=== Excerto do texto ===

A entrevista a Rui Neves, director artístico do Jazz em Agosto
da Fundação Calouste Gulbenkian foi conduzida descontraidamente entre
grupos de gente a circular em hora de refeição ou em trânsito para as
exposições do CAM. O resultado foi mais uma boa conversa do que uma
entrevista estruturada por linhas cosidas a notícia, com um apreciador
e profundo conhecedor de jazz. Uma verdadeira torrente de informação em
cascata de paixão bem nutrida por anos de experiência.
Em
discurso directo: Este ano decidimos que o Jazz em Agosto tem um mote,
quatro figuras do jazz actual em gratos retornos. São personagens gratas
à música, que voltam a tocar no Jazz em Agosto em retorno musical.
Cecil
Taylor no Jazz em Agosto de 1998 (e que foi o único repetente no CCB em
2004, onde trabalhei como consultor de jazz). Cecil, que tem 82 anos e é
um criador especial de linguagem. Na linha dos gratos retornos temos o
Wadada Smith, membro da AACM, Association for the Advancement of
Creative Musicians, de Chicago, vem apresentar um projecto novo, um
grupo diferente, com três guitarras eléctricas e piano. Tem também um
Vj, Jesse Gilbert, que projecta imagens em tempo real.
Peter
Brõtzmann, Sac, tem 70 anos e já tocou no Jazz em Agosto em 2000 com os
Die Like a Dog Quartet e tinha antes outro quarteto, Last Exit. Toca
muito com gente nova, pratica uma música libertária europeia. O jazz é
um belo exemplo de música cooperativa, onde se preserva o individualismo
do músico, em música colectiva. Todos pensamos num sentido
individualista, num viver colectivo.

=== Problema proposto 1 ===
Pode reescrever todas as linhas dos registos abaixo como uma lista numerada, omitindo as linhas em branco?
O texto e os registos têm origens diferentes.

Entradas guardadas
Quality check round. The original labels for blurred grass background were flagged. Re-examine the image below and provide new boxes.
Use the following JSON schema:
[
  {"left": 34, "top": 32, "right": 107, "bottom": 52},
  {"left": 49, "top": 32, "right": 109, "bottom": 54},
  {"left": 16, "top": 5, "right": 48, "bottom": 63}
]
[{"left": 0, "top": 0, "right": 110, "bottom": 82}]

=== Problema proposto 2 ===
Como prosseguiria a entrevista a Rui Neves sobre o Jazz em Agosto a partir da última frase apresentada?

=== Resposta 1 ===
1. Quality check round. The original labels for blurred grass background were flagged. Re-examine the image below and provide new boxes.
2. Use the following JSON schema:
3. [
4.   {"left": 34, "top": 32, "right": 107, "bottom": 52},
5.   {"left": 49, "top": 32, "right": 109, "bottom": 54},
6.   {"left": 16, "top": 5, "right": 48, "bottom": 63}
7. ]
8. [{"left": 0, "top": 0, "right": 110, "bottom": 82}]

=== Resposta 2 ===
John Hollenbeck, que
tocou no Jazz em Agosto em 2006, vem com um large ensemble num projecto
mais ambicioso. Toca Third Stream, que é a aproximação da música jazz à
música contemporânea ocidental. Hollenbeck tocou com várias correntes,
neste aspecto é uma atitude de renovação, polémica em relação ao purismo
do jazz.
Acho ridículas as polémicas em torno do jazz, do
purismo. Em comparação com o rock, no rock há mais liberdade. Tenho 63
anos e comecei pelo rock. As programações são sincrónicas no jazz, mas
devem ser diacrónicas, focar o presente, não esquecendo o passado.
Interessa conhecer bem o presente. O jazz bem centrado sem esquecer o
passado, o conhecer a evolução no jazz. Peter Brõzmann faz freejazz, não
vem reproduzir o passado, vem actualizar o passado.
Outros
factores relevantes além das quatro personagens em grato retorno, é que
no Anfiteatro vamos ter Ingrid Laubrock, Sax, que constituiu um grupo
com uma nova geração de NY. É um encontro com o rock. Para os puristas
não é música. Isso é uma enormidade, o jazz deu os blues e o rock.
Depois
temos um duo power rock (um quarteto - The Ex Guitars Meet Nilssen-Love
/ Vandermark Duo), com dois guitarristas mais dois músicos jazz, em
tensão, em confrontação, rock com jazz e que apresentam características
de cada estilo musical.
Depois irradiamos para um
belíssimo espaço no Bairro Alto, um espaço cosmopolita, onde
apresentamos três grupos que fazem a ligação entre os dois
fins-de-semana. Preenchendo as semanas, faz a tarefa de clube de jazz
mais informal, com o espaço do bar. Temos o grupo luso-americano
Humanization 4tet, com duas digresões e bem rodado. Um grupo de
Brooklyn, os Little Women, com dois sax, uma guitarra e uma bateria
muito original. E um grupo escandinavo com Gustaffson, que tocou no Jazz
em Agosto em 2002, em performance actuou diversas vezes e ganhou um
prémio recentemente na Dinamarca.
São músicos celebrados, com os focos sobre eles.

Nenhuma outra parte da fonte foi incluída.